Directions for this task
Images embedded in the records are excluded; print everything else exactly as given.

- - - - -

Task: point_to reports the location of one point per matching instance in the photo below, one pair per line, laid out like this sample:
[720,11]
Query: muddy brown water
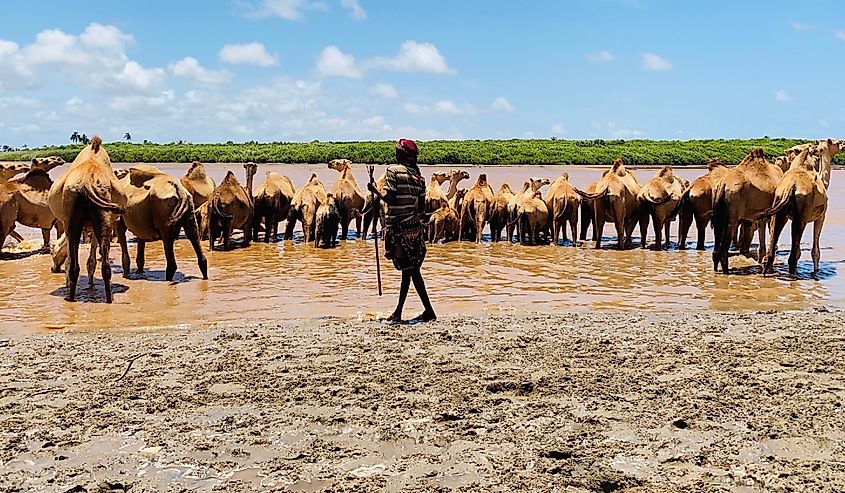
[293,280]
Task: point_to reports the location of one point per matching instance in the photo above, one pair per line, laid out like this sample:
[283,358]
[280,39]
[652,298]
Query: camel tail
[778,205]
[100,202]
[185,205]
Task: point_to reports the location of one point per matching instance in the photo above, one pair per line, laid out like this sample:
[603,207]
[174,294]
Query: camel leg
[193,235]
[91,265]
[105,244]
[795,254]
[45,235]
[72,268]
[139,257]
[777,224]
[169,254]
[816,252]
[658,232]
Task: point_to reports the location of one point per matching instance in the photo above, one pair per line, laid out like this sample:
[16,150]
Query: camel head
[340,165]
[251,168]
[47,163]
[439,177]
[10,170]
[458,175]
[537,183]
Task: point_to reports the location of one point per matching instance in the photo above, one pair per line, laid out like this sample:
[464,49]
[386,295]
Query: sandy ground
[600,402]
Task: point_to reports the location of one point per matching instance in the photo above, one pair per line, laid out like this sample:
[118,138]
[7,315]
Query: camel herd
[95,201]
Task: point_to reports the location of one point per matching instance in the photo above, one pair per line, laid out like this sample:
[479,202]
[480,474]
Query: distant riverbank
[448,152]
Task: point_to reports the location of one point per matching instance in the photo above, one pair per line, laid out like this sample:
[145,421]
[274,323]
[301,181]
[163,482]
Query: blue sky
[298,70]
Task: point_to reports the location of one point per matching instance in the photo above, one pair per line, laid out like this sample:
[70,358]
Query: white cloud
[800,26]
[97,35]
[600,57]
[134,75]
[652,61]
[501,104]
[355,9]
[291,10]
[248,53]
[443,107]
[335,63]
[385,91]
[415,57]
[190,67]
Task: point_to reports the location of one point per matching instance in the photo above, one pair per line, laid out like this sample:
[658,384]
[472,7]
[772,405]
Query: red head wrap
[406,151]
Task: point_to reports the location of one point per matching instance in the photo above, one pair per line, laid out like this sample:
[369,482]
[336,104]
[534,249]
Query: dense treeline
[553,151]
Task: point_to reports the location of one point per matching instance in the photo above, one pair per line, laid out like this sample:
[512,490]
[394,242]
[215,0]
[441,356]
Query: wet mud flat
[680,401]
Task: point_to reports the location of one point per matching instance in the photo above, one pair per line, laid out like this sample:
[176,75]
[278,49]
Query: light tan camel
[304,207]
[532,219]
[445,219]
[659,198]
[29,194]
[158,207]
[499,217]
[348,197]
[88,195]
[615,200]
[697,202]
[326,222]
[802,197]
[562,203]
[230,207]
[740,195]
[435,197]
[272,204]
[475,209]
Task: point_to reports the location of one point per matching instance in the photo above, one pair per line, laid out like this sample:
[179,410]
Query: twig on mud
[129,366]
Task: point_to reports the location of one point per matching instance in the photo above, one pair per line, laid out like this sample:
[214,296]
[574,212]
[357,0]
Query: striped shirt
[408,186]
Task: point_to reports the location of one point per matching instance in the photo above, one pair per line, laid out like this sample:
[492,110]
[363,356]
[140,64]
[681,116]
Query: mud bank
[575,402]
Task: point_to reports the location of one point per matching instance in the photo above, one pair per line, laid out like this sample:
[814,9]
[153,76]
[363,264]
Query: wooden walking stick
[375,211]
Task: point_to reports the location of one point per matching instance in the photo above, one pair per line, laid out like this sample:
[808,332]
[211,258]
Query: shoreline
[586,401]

- - - - -

Response to the task
Task: point_to reports the location of one point per matching instance in the photo below, one pair per line, laid out like this sample:
[720,11]
Query: muddy brown water
[293,280]
Task: point_to reports the location of one point per matching instance in the photo above, one pair per line, laid out like this sample:
[283,358]
[280,39]
[652,298]
Query: camel tail
[778,205]
[100,202]
[185,205]
Task: point_to reports the location of one point per matching instance in the photo above, one pair per line, laid out like this sample:
[603,207]
[174,294]
Query: camel leg
[193,235]
[91,265]
[105,244]
[795,254]
[45,235]
[72,268]
[139,257]
[777,224]
[169,254]
[816,252]
[658,232]
Task: point_to reports the location of one point per matching instance in the photo above, one pair per line, laid out like this sample:
[16,150]
Query: camel head
[340,165]
[251,168]
[47,163]
[439,177]
[10,170]
[458,175]
[537,183]
Task: point_to reports the location of one point per matching instance in the photo above, one pair per line, laid out like this sample:
[464,49]
[386,295]
Query: sandy ground
[600,402]
Task: point_to reports the location of one point per matching instance in the photo above, one pair per line, laid out like this sample:
[118,138]
[7,315]
Query: camel herd
[95,201]
Task: point_to reports the location of one point per matching instance in the photo above, one pair per line, laid out like this sample:
[479,202]
[480,474]
Query: distant riverbank
[448,152]
Task: point_to reports the location of one point per matching instance in the photo above, one pair per line, laid out like this sample:
[145,421]
[274,323]
[301,181]
[163,482]
Query: blue sky
[298,70]
Task: point_to reports the location of one point per matching instance in the photo above, one pair per line, laid out like this sample:
[70,358]
Query: white cloud
[800,26]
[97,35]
[600,57]
[134,75]
[652,61]
[501,104]
[355,9]
[291,10]
[248,53]
[443,107]
[335,63]
[385,91]
[415,57]
[190,67]
Task: point_to reports the location of one point per matching instance in the photo above, one pair per line, laid out like this sample:
[658,384]
[472,7]
[772,405]
Query: red head wrap
[406,151]
Task: point_to reports the location of one point per matching instance in the photo above, one pair per line, laid out like this sample:
[369,482]
[336,104]
[534,249]
Query: dense treeline
[553,151]
Task: point_to reports the location of one point per matching instance in the photo above, one pair per line, laid out like this sample:
[512,490]
[394,242]
[215,0]
[441,356]
Query: wet mud flat
[680,401]
Task: point_to reports the location of one point per matching instance in the photo above, one pair per line, laid out like this sample:
[176,75]
[278,49]
Query: light tan camel
[304,207]
[532,219]
[445,219]
[659,198]
[29,194]
[158,207]
[499,217]
[348,197]
[88,195]
[615,200]
[697,202]
[326,222]
[802,197]
[562,203]
[230,207]
[740,195]
[435,197]
[272,204]
[475,209]
Task: point_to reports the location of one point per matching instance in the photo above, one pair per line, laid out like this sample:
[179,410]
Query: twig on mud
[129,366]
Task: point_to reports the location of one point per matching instance in the photo above, one pair per line, laid out like this sample:
[214,296]
[574,212]
[357,0]
Query: striped shirt
[408,186]
Task: point_to reports the location of one point per matching instance in the photo above, one pair per line, laid out like this sample:
[492,110]
[363,356]
[140,64]
[681,116]
Query: mud bank
[575,402]
Task: point_to reports the location of one point per matching instance in the photo above, one pair per line, laid out like this sample:
[814,9]
[153,76]
[363,264]
Query: wooden walking stick
[375,211]
Task: point_to reports the location of one point per matching instance in the photo above, one pair per line, laid out like this sample:
[808,332]
[211,258]
Query: shoreline
[586,401]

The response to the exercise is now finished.